Krótkie polecenie A. Wyodrębnij z wierszy poniżej każdą linię, w której występuje ciąg „surface”. Wielkość liter ma znaczenie.

PIERWSZE CZYTANIE
Jr 18, 18-20
Modlitwa prześladowanego Jeremiasza
Czytanie z Księgi proroka Jeremiasza
Niegodziwi rzekli: «Chodźcie, uknujemy zamach na Jeremiasza! Bo przecież nie zabraknie kapłanowi pouczenia ani mędrcowi rady, ani prorokowi słowa. Chodźcie, uderzmy go językiem, nie zważajmy wcale na jego słowa!» Usłysz mnie, Panie, i słuchaj głosu moich przeciwników! Czy złem za dobro się płaci? A oni wykopali dół dla mnie. Wspomnij, jak stawałem przed Tobą, aby się wstawiać za nimi, aby odwrócić od nich Twój gniew.
Oto słowo Boże.
PSALM RESPONSORYJNY
Ps 31 (30), 5-6. 14. 15-16 (R.: 17b)
Refren: Wybaw mnie, Panie, w swoim miłosierdziu.
Wydobądź mnie z sieci zastawionej na mnie, *
bo Ty jesteś moją ucieczką.
W ręce Twoje powierzam ducha mego, *
Ty mnie odkupisz, Panie, wierny Boże.
Refren.
Słyszałem bowiem, jak wielu szeptało: *
«Trwoga jest dokoła!»
Przeciw mnie się gromadzą, *
zamierzając odebrać mi życie.

(Fragmenty zbioru danych do wskazywania)
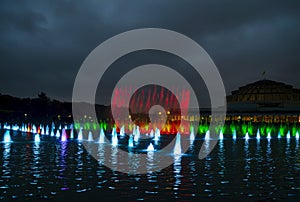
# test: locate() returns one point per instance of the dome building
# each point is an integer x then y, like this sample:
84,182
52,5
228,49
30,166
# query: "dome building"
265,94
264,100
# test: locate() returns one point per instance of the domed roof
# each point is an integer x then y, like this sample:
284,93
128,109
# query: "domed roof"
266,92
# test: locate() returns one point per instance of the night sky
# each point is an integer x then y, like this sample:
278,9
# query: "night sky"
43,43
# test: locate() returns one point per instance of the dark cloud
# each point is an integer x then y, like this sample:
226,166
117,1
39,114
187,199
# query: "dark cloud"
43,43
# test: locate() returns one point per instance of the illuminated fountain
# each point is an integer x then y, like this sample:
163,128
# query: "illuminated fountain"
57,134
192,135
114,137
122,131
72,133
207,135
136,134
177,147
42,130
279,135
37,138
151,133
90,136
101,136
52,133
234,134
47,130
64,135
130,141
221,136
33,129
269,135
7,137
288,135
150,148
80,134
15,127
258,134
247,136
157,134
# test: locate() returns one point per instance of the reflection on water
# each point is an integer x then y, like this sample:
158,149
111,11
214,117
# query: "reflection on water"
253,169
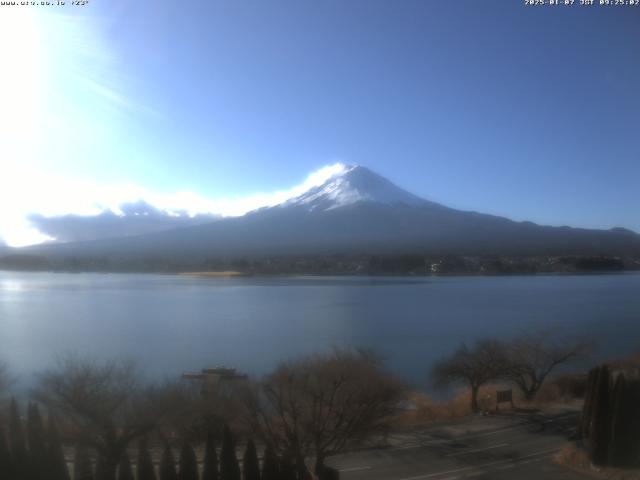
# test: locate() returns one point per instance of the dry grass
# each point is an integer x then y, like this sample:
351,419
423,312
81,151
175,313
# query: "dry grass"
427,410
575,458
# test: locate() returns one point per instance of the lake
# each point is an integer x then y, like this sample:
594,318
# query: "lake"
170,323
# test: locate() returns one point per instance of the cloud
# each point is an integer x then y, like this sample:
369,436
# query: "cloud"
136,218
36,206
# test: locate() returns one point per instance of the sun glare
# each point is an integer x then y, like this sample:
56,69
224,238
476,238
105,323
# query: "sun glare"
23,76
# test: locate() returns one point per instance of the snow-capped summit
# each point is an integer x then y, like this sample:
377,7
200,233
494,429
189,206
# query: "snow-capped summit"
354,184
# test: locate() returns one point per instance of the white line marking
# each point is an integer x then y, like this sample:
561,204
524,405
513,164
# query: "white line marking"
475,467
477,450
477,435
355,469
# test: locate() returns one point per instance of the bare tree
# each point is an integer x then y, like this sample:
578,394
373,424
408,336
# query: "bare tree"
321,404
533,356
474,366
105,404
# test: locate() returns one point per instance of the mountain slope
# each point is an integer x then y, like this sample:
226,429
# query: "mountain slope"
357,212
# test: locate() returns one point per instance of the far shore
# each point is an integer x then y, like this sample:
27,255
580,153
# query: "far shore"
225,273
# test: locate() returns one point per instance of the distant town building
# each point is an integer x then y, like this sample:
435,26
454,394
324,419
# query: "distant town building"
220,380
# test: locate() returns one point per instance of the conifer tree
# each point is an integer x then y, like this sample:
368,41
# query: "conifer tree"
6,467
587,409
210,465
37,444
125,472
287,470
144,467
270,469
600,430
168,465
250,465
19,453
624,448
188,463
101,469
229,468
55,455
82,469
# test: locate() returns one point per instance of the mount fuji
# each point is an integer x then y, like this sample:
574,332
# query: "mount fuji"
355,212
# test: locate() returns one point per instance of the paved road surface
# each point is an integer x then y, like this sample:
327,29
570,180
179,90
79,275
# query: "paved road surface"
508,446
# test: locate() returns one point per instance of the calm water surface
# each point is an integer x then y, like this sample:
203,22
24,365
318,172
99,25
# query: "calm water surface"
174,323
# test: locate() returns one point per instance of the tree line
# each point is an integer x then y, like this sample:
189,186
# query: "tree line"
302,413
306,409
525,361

...

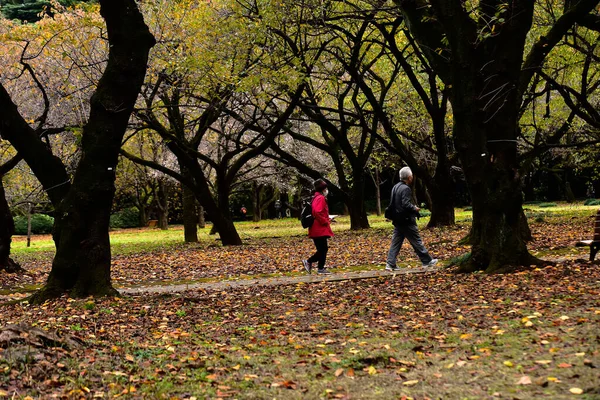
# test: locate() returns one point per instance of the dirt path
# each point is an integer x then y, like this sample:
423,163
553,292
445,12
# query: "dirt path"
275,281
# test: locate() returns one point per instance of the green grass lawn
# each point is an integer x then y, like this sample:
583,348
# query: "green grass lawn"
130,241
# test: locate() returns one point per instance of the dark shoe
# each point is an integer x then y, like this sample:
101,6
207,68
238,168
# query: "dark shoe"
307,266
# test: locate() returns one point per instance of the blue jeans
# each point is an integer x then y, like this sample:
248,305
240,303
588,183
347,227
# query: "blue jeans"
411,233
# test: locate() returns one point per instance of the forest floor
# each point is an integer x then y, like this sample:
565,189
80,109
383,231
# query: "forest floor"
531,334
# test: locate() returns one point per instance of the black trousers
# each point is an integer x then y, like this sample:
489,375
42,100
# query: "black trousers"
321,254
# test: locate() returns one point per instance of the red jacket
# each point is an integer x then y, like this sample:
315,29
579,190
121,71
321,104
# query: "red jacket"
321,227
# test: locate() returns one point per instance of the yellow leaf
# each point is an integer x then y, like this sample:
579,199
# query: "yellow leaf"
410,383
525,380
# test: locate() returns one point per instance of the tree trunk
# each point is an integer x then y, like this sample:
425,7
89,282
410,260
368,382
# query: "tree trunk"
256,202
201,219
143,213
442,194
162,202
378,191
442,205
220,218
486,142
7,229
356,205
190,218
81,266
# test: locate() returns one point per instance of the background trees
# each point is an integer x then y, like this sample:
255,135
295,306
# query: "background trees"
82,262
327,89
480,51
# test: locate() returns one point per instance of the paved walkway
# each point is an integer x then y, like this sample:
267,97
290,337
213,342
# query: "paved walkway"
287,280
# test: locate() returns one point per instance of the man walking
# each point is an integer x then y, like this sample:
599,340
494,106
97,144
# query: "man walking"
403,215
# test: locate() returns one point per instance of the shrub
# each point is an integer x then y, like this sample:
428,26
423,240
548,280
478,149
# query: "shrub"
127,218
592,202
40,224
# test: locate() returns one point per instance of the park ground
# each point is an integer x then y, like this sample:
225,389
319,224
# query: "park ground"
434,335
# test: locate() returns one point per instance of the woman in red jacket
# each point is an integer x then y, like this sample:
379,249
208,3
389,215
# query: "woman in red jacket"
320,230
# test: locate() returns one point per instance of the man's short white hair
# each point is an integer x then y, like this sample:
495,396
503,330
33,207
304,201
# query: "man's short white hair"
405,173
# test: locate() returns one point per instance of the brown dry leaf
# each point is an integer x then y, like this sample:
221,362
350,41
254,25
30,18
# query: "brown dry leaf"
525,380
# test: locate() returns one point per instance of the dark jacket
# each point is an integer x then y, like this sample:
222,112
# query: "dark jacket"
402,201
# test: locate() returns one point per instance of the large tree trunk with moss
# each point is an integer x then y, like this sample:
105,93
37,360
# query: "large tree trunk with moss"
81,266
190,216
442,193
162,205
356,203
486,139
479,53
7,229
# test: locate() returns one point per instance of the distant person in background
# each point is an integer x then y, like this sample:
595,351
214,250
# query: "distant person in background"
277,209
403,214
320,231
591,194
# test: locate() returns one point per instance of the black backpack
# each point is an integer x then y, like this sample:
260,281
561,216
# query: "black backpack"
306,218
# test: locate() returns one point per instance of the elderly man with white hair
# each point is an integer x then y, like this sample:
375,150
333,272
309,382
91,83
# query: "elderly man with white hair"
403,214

Krótkie polecenie B. Zaktualizuj fragment tekstu powyżej na całym odcinku od „Wydobądź mnie z” w dół aż do „odebrać mi życie.”, wstawiając „pułapki” w miejsce „sieci”, i podaj ten odcinek w nowej wersji.

Pełna odpowiedź A.
# test: locate() returns one point per instance of the paved road surface
# query: "paved road surface"
# test: locate() returns one point per instance of the calm water surface
# query: "calm water surface"

Pełna odpowiedź B.
Wydobądź mnie z pułapki zastawionej na mnie, *
bo Ty jesteś moją ucieczką.
W ręce Twoje powierzam ducha mego, *
Ty mnie odkupisz, Panie, wierny Boże.
Refren.
Słyszałem bowiem, jak wielu szeptało: *
«Trwoga jest dokoła!»
Przeciw mnie się gromadzą, *
zamierzając odebrać mi życie.